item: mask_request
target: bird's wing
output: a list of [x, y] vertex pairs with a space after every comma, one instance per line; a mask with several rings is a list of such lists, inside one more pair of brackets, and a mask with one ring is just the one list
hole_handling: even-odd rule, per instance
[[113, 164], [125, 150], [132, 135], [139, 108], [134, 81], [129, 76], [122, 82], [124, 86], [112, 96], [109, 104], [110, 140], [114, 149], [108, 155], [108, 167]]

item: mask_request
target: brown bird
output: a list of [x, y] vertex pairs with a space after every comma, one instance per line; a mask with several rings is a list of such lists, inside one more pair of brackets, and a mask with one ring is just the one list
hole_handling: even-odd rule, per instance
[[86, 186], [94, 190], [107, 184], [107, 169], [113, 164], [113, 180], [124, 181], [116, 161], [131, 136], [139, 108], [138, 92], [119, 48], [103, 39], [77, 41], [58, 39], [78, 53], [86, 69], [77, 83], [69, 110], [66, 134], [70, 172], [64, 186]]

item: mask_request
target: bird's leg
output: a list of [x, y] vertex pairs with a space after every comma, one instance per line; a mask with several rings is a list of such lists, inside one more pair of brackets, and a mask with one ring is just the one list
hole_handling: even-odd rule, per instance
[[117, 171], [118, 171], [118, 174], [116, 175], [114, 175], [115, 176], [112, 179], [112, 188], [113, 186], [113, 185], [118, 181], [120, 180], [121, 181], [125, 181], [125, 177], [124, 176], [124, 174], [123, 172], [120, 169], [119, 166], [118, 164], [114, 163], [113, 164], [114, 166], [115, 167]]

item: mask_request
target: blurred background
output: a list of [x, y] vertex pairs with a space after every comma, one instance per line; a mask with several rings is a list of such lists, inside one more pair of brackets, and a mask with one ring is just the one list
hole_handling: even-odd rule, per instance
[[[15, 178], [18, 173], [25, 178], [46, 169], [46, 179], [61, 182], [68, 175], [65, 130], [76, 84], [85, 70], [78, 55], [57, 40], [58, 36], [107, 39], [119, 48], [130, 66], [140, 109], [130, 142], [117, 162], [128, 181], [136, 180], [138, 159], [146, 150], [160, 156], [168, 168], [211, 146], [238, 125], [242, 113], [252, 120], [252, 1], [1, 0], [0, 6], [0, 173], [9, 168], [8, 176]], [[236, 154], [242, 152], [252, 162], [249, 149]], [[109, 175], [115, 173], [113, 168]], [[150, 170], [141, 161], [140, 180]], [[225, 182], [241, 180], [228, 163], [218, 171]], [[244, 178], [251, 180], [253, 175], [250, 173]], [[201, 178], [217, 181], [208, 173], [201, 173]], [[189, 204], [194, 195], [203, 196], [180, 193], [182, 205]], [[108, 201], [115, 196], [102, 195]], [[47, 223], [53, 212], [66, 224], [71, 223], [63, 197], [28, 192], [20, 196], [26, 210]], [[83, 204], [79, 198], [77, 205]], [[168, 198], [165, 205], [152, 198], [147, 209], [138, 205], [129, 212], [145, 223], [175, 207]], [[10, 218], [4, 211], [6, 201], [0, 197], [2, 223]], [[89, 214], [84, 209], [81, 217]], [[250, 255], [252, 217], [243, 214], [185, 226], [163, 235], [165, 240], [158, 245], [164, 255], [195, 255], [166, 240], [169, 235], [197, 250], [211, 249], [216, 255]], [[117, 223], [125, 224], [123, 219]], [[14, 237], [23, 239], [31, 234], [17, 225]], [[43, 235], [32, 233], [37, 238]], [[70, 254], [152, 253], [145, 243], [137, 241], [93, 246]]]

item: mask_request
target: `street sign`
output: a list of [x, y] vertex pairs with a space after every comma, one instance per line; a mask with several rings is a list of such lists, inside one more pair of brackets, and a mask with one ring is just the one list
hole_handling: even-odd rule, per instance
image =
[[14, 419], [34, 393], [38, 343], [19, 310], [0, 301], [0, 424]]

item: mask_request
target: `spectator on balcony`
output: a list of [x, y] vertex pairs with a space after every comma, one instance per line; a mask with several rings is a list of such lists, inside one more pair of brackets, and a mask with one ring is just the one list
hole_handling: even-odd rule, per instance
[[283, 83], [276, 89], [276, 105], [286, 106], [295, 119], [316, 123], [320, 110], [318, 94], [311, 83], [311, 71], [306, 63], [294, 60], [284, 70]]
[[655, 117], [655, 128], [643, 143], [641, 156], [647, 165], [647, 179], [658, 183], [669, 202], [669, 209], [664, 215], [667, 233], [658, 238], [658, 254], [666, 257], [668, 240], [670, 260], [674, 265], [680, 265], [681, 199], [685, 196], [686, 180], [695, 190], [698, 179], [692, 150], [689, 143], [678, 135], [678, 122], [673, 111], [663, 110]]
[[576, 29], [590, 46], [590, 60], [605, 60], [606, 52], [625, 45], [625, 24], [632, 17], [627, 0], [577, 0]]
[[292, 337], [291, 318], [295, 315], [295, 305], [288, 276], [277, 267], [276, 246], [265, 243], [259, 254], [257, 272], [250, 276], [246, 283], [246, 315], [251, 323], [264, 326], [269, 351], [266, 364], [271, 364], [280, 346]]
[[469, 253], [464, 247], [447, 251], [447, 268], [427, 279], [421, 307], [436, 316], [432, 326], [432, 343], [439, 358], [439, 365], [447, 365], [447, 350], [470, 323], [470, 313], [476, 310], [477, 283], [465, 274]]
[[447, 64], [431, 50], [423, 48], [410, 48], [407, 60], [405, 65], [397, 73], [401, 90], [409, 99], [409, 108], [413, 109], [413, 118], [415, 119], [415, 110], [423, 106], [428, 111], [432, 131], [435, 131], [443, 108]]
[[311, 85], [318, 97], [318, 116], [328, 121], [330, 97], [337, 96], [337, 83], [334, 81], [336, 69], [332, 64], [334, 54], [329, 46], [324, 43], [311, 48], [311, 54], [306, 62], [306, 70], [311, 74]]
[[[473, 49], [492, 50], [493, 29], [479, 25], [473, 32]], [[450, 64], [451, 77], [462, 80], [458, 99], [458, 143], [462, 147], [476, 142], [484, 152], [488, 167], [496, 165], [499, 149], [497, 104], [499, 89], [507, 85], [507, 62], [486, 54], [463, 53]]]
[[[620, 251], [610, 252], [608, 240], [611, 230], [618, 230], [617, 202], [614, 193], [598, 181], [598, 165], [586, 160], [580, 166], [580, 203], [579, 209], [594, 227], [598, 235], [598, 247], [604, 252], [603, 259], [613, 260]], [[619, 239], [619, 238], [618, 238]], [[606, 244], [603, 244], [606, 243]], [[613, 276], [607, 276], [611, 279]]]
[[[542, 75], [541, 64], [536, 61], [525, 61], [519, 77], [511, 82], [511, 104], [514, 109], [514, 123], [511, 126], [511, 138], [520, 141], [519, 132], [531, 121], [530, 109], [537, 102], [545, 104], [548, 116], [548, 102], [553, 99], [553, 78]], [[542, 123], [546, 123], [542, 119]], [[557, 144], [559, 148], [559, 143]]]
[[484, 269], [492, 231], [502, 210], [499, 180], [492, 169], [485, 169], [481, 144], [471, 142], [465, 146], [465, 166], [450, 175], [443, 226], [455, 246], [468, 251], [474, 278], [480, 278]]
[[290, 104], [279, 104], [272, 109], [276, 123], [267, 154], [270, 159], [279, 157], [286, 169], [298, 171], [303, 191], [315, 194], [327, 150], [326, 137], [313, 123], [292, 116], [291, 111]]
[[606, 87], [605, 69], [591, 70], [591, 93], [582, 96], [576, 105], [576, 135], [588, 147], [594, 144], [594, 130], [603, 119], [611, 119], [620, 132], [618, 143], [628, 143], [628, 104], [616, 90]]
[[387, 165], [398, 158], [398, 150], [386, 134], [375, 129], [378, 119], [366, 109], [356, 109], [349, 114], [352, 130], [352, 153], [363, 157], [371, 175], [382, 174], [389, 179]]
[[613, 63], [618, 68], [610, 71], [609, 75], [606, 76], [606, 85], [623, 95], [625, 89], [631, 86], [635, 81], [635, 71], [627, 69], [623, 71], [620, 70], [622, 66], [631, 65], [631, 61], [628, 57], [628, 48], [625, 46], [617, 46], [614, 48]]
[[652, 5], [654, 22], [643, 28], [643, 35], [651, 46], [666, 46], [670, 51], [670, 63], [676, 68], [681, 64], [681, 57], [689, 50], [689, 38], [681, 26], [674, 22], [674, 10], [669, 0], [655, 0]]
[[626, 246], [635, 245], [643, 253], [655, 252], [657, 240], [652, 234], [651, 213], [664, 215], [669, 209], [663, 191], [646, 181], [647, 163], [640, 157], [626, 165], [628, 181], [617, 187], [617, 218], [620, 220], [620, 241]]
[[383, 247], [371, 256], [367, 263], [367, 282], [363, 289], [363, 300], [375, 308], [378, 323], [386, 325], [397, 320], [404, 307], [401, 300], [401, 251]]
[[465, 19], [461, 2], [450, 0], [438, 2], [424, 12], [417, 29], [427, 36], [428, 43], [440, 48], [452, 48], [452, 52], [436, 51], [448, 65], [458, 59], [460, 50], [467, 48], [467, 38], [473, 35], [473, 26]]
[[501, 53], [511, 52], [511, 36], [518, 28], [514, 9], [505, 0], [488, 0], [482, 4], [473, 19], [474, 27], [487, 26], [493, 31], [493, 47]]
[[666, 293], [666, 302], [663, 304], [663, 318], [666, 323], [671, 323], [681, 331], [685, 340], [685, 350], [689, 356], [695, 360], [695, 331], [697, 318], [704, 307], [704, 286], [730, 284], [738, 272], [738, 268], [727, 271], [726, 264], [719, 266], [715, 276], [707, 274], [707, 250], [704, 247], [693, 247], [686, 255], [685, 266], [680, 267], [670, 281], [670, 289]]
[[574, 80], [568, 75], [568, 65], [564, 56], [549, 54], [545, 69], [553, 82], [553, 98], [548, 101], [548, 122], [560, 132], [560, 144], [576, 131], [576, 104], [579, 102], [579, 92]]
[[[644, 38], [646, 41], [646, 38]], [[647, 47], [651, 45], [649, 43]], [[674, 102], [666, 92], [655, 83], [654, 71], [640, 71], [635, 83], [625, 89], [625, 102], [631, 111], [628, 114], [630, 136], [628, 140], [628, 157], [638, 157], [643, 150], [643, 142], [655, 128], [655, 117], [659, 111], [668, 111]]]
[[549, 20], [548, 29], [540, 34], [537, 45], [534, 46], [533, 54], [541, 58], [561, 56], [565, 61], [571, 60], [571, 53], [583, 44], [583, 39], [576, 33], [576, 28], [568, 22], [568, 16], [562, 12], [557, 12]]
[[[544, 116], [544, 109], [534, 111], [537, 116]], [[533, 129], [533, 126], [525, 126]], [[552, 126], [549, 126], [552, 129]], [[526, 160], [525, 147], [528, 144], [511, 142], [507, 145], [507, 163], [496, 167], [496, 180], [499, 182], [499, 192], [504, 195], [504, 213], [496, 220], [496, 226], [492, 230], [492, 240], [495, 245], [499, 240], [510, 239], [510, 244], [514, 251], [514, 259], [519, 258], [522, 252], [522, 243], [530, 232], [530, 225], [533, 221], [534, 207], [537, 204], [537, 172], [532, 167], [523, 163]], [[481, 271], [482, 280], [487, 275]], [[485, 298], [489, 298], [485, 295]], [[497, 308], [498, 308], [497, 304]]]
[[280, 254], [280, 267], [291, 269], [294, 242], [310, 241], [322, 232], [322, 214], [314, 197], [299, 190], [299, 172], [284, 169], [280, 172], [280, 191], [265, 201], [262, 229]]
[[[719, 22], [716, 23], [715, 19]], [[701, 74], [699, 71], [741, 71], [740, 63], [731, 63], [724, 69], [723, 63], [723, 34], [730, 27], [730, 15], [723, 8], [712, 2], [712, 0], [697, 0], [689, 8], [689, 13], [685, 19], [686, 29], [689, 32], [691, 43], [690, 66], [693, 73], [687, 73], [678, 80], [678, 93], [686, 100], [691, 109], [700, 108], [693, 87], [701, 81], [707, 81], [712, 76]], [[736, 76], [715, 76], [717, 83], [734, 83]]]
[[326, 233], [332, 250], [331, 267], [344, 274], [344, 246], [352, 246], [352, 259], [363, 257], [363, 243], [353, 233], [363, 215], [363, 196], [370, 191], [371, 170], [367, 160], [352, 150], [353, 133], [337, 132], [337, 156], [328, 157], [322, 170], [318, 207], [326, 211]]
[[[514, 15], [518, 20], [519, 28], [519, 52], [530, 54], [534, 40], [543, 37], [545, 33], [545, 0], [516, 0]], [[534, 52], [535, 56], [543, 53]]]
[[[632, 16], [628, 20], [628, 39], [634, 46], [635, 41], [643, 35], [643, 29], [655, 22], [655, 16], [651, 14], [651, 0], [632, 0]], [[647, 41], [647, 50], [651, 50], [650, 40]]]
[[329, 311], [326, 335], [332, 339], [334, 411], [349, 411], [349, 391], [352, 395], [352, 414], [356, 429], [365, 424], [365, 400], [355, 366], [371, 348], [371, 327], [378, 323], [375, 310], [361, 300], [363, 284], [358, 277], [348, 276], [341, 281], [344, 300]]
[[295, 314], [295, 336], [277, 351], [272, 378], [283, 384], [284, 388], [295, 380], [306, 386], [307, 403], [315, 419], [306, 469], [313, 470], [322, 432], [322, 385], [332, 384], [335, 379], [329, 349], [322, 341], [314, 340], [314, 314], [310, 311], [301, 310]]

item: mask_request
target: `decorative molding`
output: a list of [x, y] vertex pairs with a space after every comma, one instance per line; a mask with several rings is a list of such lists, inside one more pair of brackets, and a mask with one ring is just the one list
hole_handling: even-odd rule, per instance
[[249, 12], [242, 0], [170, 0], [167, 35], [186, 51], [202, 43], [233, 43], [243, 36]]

^^^^^^^^

| EXERCISE |
Count the lines in the entries that contain "target" and report only that number.

| EXERCISE SOLUTION |
7